---------- Information given

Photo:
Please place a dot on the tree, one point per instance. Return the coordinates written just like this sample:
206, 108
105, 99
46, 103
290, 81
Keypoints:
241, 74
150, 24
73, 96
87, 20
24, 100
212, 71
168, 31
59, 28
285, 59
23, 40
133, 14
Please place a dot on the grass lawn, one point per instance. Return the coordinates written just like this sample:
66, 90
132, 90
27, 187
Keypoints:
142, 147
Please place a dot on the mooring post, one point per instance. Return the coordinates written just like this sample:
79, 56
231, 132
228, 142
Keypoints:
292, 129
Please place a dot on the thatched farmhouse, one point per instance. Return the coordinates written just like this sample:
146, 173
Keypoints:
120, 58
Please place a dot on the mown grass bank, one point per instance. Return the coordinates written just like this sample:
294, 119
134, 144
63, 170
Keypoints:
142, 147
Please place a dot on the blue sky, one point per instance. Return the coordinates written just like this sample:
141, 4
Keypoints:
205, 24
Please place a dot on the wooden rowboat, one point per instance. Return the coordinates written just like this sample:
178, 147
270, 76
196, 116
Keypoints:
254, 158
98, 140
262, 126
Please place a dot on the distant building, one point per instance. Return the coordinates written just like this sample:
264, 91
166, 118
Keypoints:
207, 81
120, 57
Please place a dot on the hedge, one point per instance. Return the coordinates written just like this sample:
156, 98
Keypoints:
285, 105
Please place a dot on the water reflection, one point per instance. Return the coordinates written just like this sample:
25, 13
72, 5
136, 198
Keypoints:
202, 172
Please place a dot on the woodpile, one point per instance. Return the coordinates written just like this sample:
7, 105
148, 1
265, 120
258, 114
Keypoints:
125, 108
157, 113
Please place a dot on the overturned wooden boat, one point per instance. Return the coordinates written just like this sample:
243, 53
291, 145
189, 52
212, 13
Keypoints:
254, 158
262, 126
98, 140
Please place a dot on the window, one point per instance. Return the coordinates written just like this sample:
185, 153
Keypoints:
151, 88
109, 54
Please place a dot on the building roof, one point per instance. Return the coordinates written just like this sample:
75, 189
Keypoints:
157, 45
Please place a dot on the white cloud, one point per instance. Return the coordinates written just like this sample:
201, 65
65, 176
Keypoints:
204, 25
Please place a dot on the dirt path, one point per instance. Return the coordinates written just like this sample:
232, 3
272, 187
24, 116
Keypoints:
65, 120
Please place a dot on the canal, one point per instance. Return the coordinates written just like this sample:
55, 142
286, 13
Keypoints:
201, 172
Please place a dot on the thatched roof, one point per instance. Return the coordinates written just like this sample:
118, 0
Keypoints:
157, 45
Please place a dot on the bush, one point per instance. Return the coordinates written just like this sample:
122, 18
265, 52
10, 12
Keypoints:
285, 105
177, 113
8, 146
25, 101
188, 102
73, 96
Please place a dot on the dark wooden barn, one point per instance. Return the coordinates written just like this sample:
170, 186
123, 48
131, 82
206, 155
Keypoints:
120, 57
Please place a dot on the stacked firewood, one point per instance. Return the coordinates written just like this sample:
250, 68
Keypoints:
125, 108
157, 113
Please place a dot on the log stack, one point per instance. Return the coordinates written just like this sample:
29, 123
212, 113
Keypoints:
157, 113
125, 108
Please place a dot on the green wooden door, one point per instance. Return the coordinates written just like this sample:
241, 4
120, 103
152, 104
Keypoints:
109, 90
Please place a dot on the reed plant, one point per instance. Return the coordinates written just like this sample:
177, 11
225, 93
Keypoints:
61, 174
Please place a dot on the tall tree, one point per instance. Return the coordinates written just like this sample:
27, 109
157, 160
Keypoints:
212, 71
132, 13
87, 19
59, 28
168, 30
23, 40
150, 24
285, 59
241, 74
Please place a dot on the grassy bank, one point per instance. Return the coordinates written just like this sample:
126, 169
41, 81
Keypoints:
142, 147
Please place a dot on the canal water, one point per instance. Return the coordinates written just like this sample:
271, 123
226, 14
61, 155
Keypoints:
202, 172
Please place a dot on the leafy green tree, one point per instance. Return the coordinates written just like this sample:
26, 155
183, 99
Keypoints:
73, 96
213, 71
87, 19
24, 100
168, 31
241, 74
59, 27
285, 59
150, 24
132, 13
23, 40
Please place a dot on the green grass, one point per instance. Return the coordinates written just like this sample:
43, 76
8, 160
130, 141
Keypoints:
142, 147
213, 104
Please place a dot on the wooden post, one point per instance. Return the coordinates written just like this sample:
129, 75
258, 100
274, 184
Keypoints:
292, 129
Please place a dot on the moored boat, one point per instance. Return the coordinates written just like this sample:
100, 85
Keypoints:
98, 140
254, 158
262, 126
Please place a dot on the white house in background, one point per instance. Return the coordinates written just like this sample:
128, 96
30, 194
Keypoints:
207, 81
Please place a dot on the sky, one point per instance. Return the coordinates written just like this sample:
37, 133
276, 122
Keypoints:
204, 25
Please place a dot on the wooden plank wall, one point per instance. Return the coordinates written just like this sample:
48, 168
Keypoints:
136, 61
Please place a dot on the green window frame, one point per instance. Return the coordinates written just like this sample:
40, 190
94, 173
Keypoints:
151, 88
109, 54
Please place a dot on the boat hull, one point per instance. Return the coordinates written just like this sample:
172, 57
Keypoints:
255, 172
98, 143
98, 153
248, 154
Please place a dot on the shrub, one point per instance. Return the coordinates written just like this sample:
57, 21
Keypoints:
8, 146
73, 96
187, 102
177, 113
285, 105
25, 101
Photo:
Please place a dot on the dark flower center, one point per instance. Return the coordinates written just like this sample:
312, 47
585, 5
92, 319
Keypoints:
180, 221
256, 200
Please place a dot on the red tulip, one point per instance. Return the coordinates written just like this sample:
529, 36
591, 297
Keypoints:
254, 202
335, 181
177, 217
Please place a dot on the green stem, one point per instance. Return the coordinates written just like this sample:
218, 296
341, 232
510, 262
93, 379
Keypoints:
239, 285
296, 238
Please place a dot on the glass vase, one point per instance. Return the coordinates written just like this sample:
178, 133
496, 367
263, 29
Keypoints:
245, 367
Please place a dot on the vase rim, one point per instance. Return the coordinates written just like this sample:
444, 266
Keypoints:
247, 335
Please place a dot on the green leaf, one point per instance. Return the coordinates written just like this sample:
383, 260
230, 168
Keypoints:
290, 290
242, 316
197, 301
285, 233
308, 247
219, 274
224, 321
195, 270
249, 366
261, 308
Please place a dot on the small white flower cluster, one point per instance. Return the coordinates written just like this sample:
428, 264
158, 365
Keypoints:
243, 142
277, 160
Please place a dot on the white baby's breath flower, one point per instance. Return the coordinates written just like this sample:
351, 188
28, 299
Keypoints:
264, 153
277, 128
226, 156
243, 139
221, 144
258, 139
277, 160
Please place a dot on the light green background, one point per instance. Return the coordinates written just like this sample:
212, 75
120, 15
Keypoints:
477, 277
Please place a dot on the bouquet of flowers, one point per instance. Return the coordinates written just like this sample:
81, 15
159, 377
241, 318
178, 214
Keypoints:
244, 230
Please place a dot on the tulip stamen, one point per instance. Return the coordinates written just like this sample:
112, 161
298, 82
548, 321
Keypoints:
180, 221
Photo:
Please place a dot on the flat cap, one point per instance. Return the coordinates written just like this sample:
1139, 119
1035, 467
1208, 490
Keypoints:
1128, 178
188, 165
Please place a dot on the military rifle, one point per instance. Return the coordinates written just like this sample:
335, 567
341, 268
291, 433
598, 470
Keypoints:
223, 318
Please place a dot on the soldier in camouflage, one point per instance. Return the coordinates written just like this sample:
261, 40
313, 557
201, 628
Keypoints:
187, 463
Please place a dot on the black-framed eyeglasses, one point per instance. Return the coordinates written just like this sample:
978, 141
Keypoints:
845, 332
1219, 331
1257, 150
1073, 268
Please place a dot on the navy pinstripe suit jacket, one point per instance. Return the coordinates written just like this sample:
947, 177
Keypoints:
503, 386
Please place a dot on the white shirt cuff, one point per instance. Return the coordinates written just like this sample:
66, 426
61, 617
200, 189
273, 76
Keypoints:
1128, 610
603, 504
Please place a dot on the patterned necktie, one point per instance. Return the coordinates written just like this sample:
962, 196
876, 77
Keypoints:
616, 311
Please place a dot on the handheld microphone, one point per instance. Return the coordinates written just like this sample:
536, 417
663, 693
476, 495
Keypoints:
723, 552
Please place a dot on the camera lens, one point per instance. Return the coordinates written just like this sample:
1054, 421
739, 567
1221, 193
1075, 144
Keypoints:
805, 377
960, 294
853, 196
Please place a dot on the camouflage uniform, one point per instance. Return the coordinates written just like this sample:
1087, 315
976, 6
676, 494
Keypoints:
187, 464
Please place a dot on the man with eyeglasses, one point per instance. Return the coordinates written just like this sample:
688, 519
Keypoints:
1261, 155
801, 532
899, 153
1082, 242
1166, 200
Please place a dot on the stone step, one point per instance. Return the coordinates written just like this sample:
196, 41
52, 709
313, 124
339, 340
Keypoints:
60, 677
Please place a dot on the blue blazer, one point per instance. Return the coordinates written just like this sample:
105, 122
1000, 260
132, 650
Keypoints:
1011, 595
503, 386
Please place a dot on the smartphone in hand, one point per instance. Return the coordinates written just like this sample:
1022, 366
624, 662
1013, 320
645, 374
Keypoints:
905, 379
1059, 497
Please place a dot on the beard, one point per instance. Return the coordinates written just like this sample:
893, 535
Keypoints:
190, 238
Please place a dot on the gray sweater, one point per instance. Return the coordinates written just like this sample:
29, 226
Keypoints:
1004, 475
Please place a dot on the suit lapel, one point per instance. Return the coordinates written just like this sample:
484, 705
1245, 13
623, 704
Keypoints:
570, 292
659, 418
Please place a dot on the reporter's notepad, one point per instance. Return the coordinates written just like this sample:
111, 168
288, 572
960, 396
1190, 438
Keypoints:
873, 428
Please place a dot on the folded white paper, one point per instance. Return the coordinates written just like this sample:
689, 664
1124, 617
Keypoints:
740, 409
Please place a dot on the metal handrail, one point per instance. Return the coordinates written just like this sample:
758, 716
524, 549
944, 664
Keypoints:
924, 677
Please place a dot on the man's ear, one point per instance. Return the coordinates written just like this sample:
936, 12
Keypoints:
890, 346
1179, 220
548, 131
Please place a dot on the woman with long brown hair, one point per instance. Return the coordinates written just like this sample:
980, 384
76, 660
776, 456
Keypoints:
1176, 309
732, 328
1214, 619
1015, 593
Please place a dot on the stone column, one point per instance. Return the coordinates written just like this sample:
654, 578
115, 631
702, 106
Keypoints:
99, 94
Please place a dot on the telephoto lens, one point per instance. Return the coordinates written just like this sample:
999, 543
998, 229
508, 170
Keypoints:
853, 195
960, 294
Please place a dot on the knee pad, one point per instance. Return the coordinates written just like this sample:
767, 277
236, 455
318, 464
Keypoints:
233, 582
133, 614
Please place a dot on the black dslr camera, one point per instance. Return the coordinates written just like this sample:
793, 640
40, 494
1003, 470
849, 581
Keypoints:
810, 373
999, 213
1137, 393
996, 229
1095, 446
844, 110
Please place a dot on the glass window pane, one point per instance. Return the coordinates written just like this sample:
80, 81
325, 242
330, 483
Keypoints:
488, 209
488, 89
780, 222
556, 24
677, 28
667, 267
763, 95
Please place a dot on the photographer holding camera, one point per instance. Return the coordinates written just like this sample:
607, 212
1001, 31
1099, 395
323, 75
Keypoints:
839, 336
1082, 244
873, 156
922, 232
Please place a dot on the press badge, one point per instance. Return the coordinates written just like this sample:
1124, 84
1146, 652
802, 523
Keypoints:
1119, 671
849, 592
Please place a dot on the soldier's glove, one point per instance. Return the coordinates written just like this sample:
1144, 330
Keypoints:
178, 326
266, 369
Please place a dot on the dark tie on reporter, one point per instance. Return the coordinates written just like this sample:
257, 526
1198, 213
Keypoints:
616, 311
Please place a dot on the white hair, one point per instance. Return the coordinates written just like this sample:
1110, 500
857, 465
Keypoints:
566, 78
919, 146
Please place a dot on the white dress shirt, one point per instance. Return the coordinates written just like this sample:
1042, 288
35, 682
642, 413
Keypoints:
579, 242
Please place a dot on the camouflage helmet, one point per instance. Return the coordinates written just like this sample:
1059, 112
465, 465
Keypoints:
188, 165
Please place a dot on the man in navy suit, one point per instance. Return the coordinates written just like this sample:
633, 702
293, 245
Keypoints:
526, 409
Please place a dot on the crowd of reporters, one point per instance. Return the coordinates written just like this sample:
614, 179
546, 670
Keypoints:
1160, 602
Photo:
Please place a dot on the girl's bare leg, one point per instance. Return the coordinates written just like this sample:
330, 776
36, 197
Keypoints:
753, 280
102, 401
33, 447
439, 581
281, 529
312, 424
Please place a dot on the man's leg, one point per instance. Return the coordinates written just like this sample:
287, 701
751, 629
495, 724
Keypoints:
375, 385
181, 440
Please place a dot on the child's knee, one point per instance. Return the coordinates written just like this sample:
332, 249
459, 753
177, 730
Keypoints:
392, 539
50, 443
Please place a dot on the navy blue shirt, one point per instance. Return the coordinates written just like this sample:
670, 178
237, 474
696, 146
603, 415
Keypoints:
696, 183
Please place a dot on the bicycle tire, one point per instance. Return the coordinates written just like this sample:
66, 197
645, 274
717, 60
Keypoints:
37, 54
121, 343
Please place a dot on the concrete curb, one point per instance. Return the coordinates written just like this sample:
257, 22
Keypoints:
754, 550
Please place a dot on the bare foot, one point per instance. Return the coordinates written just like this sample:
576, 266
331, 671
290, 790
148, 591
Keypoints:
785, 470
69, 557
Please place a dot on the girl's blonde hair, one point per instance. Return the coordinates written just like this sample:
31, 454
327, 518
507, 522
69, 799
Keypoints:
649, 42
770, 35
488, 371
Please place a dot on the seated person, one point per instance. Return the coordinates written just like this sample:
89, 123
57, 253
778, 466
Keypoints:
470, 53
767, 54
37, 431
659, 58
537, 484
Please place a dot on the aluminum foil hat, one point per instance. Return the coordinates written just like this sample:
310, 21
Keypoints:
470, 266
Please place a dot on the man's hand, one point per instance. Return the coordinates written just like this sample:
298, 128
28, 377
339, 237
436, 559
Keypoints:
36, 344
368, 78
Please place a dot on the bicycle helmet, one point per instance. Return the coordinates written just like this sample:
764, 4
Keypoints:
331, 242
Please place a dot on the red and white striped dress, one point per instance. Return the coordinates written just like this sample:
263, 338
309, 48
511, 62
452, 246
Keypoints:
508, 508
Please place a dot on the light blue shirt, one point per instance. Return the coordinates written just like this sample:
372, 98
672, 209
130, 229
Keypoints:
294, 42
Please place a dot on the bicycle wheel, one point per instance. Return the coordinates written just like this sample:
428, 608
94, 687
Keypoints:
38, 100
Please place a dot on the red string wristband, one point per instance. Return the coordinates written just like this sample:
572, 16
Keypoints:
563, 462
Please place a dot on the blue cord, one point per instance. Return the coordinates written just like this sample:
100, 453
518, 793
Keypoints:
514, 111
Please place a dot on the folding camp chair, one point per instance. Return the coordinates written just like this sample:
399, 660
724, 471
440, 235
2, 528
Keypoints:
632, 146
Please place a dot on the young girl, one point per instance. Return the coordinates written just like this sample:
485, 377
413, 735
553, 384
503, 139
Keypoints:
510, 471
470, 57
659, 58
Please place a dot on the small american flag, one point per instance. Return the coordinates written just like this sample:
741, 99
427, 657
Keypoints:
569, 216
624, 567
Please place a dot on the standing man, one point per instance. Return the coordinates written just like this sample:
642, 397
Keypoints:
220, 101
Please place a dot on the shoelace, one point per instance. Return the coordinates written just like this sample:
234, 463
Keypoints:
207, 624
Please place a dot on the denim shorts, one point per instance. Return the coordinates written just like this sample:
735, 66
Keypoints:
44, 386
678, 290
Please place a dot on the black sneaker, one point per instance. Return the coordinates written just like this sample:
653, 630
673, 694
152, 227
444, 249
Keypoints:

--------------------

### [The problem]
Copy each line above holding "vase".

### [Response]
Please place a dot on the glass vase, one point per instance. Return the coordinates written just like this sample:
Please place a dot on the vase rim, one point per instance. Return the coordinates written just like this sample:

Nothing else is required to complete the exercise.